REQUIRED TASKS:
- a) In the New Year jokes page, what does Peter say he has quit as phase one of giving up smoking?
- b) Repeat the passage from the New Year jokes page starting at "We’re moving closer" and ending at "flew by …………….".

DOCUMENT EXTRACT:
-----

We’re moving closer & closer to the New Year …………………………
STOP! …. not too fast …………… .
or maybe like this ? ………………….
For all of us,
big and small,
time flew by …………….
and sometimes we wish ………………….
we have more of it.
This week we will little work hard
……………….. alot
……………….. yes.
Sometimes things were………………………
quite exhausting .
But now,………..
Its last week to gooooooooooooooo
Its final oneeeeee
Have a Pleasant and Relaxing week and a Blasting New Year.
NEW YEAR RESOLUTIONS FOR NERDS
16. I resolve… I resolve to… I resolve to, uh… I resolve to, uh, get my, er… I resolve to, uh, get my, er, off-line work done, too!
15. I will stop checking my e-mail at 3:00 in the morning… 4:30 is much more practical.
14. When I hear a funny joke I will not reply, “LOL… LOL!”
13. I will stop sending e-mail, ICQ, Instant Messages and be on the phone at the same time with the same person.
12. I will try to figure out why I *really* need 9 e-mail addresses.
11. I will stop sending e-mail to my roommate.
10. I will not buy magazines with AOL disks bound in just to get another 1.44MB disk.
9. I resolve to work with neglected children… my own.
8. I will answer my snail mail with the same enthusiasm I answer e-mail.
7. When I subscribe to a newsgroup or mailing list, I will read all the mail I get from it.
6. I will stop using, “So, what’s your URL?” as a pickup line.
5. No more downloads from alt.binaries.*
4. I resolve to back up my new 400 GB hard drive daily… well, once a week… monthly, perhaps…
3. I will spend less than five hour a day on the Internet.
2. I will limit my top ten lists to ten items.
1. I will read the manual… just as soon as I can find it.
How to Quit Smoking
Peter, at a New Year’s party, turns to his friend, Ken, and asks for a cigarette.
‘I thought you made a New Year’s resolution to quit smoking,’ Ken responds.
‘I’m in the process of quitting,’ replies Peter with a grin. ‘Right now, I am in the middle of phase one.’
‘Phase one?’ wonders Ken.
‘Yeah,’ laughs Peter, ‘I’ve quit buying.’
New Year Jokes – One Liners
To kick start my New Year, I took an IQ test and the results were negative.
The trouble with jogging is that the ice falls out of your glass
When I thought about the evils of drinking in the New Year. I gave up thinking.
Politician in Action
A Senator in the USA was once asked about his attitude toward whisky.
‘If you mean the demon drink that poisons the mind, pollutes the body, desecrates family life, and inflames sinners, then I’m against it. But if you mean the elixir of a New Year toast, the shield against winter chill, the taxable potion that puts needed funds into public coffers to comfort little crippled children, then I’m for it. This is my position, and I will not compromise.’

-----

RECORDED INFORMATION:

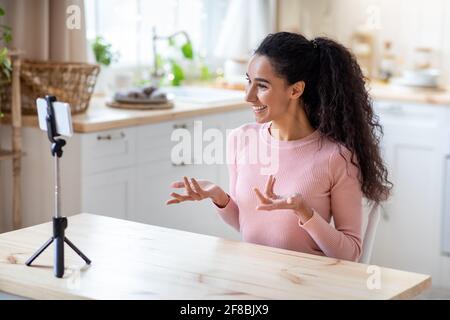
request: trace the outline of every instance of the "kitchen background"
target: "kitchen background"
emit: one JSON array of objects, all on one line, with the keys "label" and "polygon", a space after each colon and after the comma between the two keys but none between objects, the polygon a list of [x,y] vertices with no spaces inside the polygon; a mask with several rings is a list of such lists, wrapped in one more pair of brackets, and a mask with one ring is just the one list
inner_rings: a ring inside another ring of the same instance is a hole
[{"label": "kitchen background", "polygon": [[[77,33],[65,26],[65,9],[71,4],[85,13]],[[175,94],[176,102],[199,108],[236,105],[251,50],[265,34],[295,31],[344,43],[368,77],[385,133],[383,155],[395,185],[393,197],[383,204],[371,263],[430,274],[432,297],[450,298],[448,1],[0,0],[0,7],[5,9],[2,22],[12,27],[8,46],[22,50],[24,58],[101,65],[89,112],[103,110],[98,108],[105,104],[105,96],[136,85],[164,86]],[[177,33],[171,40],[158,39],[154,55],[155,35],[181,30],[188,38]],[[158,72],[160,77],[155,76]],[[187,85],[197,90],[186,89]],[[214,91],[217,88],[237,90]],[[76,121],[79,128],[85,124],[90,128],[89,119],[103,114],[80,115]],[[49,220],[53,205],[48,141],[27,117],[21,130],[21,226]],[[11,144],[8,119],[5,111],[2,149]],[[174,127],[193,131],[195,120],[225,132],[252,119],[248,108],[242,107],[191,113],[146,126],[79,129],[63,159],[65,213],[88,211],[239,239],[207,203],[182,209],[163,205],[170,191],[166,186],[183,175],[227,185],[223,165],[170,163],[169,138]],[[14,227],[11,172],[12,164],[1,161],[0,232]]]}]

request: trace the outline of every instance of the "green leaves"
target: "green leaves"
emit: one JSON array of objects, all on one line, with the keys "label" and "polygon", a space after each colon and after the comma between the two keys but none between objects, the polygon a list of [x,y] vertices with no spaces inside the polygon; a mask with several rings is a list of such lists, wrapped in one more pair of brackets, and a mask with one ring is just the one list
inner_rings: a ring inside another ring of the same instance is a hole
[{"label": "green leaves", "polygon": [[182,47],[181,47],[181,52],[183,53],[183,56],[186,59],[192,60],[194,58],[194,52],[192,50],[192,44],[191,42],[186,42]]},{"label": "green leaves", "polygon": [[8,49],[7,48],[3,48],[0,50],[0,68],[2,69],[1,71],[5,75],[5,77],[8,80],[10,80],[12,66],[11,66],[11,60],[8,57]]},{"label": "green leaves", "polygon": [[172,65],[173,74],[172,85],[179,86],[181,85],[181,81],[184,80],[184,71],[181,66],[174,60],[171,60],[170,63]]},{"label": "green leaves", "polygon": [[112,45],[106,42],[103,37],[97,36],[92,43],[95,61],[99,64],[109,66],[112,62],[118,60],[119,53],[112,51]]}]

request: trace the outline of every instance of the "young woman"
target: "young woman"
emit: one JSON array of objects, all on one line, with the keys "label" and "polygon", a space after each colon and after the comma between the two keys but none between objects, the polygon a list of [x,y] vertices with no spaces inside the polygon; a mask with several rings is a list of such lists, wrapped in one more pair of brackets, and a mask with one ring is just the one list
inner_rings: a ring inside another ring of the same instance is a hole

-----

LIST OF SOLUTIONS:
- a) He has quit buying.

- b)
We’re moving closer & closer to the New Year …………………………
STOP! …. not too fast …………… .
or maybe like this ? ………………….
For all of us,
big and small,
time flew by …………….